[[ Dataset records, beginning ]]
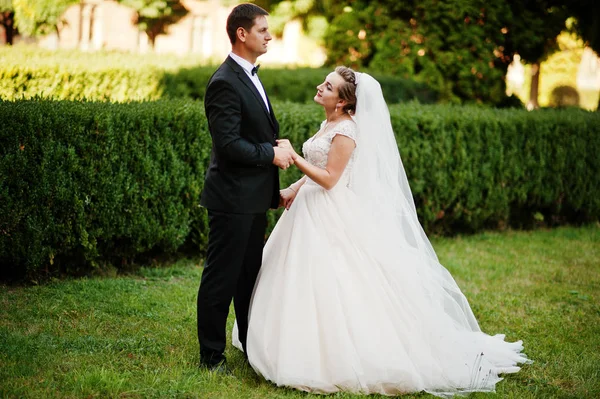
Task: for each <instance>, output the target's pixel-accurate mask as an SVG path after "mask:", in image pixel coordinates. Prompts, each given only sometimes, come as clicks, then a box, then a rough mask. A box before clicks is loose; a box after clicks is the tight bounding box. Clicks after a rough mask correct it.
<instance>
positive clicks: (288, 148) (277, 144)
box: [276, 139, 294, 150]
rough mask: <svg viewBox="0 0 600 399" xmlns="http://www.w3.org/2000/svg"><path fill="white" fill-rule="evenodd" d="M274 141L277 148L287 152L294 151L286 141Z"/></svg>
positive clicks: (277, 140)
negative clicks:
[[ Dataset records, end ]]
* **Task to complete**: Format the lines above as a JSON list of strings, one string per line, skipping blank lines. Omit the pictures.

* **Output for this exercise**:
[
  "Task: for each <instance>, output the target's pixel-accurate mask as an SVG path after \"mask:\", in image pixel coordinates. Prompts, each given only sometimes, come as clicks, then a box, then a rough mask. A box before clicks is loose; a box after clicks is the tight bounding box. Clicks after a rough mask correct it.",
  "<instance>",
  "positive clicks: (288, 148) (277, 144)",
  "box: [276, 139, 294, 150]",
  "rough mask: <svg viewBox=\"0 0 600 399\" xmlns=\"http://www.w3.org/2000/svg\"><path fill=\"white\" fill-rule=\"evenodd\" d=\"M274 141L277 148L287 152L294 151L286 141Z\"/></svg>",
  "positive clicks: (277, 140)",
  "negative clicks:"
]